| Instructions for the task |
The answer must consist of every line in the data that contains "wheel".

| Supplied material |

*** Begin section ***

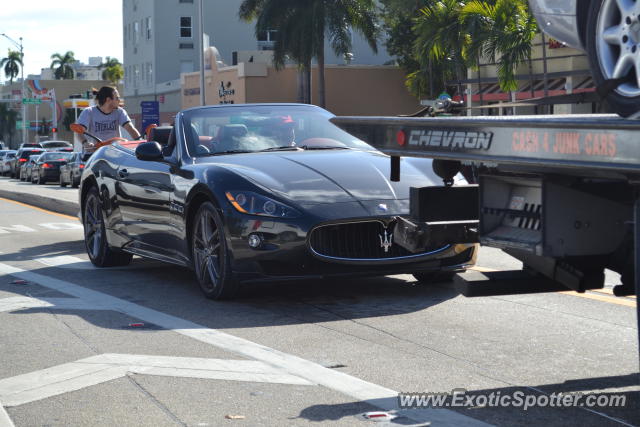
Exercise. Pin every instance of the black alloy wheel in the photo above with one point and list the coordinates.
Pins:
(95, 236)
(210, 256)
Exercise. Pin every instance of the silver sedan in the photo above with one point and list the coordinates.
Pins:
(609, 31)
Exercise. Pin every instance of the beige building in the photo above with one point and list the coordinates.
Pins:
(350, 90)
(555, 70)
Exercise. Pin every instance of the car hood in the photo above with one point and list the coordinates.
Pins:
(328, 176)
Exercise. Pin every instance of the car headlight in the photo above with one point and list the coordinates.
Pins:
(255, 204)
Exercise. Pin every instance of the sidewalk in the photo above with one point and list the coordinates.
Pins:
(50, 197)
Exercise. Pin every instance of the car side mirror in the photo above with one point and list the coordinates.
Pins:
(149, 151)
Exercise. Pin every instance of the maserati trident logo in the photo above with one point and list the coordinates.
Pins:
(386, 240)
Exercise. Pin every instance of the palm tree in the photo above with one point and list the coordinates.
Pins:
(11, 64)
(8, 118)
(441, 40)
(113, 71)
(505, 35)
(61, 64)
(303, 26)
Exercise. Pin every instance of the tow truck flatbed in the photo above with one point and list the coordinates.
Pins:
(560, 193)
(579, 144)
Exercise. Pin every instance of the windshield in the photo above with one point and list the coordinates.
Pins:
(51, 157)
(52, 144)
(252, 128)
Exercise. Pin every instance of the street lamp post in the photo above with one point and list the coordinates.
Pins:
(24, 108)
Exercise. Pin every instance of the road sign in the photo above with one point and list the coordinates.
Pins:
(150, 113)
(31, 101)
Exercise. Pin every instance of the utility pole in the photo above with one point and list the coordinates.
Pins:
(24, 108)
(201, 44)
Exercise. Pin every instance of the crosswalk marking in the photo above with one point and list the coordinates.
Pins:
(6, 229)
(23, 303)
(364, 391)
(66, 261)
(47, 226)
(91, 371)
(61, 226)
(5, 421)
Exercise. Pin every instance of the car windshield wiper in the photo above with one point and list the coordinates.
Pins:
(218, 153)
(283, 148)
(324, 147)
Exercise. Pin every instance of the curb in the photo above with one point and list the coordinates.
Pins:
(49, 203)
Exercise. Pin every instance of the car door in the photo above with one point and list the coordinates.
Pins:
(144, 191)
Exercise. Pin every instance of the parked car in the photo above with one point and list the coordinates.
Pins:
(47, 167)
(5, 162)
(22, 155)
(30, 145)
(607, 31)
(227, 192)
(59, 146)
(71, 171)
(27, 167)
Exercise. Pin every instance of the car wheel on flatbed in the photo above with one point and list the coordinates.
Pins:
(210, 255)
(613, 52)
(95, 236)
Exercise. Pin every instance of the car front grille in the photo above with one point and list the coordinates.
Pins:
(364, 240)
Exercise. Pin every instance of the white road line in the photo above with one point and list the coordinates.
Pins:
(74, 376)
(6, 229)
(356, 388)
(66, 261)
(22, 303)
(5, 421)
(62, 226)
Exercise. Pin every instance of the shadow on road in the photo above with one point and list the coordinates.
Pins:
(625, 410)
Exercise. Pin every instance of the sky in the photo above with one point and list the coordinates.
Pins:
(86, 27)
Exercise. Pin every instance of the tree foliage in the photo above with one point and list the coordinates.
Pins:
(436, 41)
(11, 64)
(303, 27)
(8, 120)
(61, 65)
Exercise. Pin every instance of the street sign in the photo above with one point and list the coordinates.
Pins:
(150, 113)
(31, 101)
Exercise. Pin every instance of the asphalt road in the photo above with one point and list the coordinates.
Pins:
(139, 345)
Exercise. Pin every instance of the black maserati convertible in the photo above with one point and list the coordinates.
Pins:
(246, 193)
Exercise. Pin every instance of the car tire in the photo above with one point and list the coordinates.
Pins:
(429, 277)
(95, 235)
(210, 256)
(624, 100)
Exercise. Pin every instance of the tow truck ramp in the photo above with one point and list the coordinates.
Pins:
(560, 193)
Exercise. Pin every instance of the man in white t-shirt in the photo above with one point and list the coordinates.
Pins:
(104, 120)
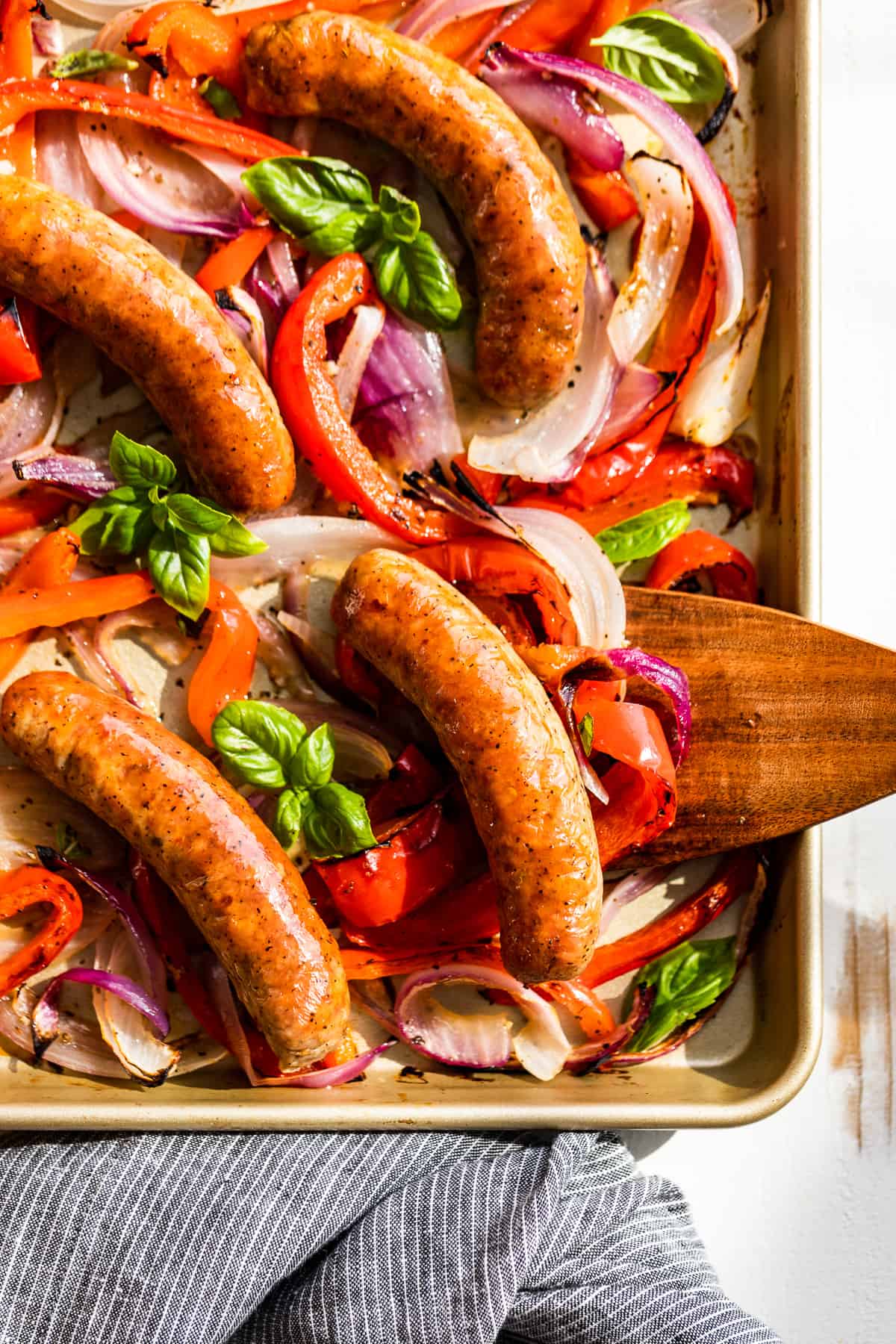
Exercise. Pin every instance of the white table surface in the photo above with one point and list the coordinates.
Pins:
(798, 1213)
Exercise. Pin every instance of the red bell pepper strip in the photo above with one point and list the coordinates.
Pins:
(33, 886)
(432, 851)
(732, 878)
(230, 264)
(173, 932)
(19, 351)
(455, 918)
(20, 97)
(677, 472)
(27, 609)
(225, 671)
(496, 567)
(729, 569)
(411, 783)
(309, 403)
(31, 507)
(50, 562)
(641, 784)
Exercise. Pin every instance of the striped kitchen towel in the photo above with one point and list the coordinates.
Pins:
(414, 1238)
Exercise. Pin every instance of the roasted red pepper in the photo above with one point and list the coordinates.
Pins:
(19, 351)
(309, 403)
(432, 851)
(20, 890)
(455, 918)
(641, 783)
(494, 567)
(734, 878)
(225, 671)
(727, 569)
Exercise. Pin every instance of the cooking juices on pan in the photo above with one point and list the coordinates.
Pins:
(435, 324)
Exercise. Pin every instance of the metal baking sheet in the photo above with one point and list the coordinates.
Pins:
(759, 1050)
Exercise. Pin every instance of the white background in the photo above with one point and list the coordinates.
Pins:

*** End section ***

| Your solution |
Exercise. Pin every instance of the black alloy wheel in the photo above with one point and list the coordinates.
Exercise. Pin every instance of the car wheel on flatbed in the photo above with one point and list the coordinates.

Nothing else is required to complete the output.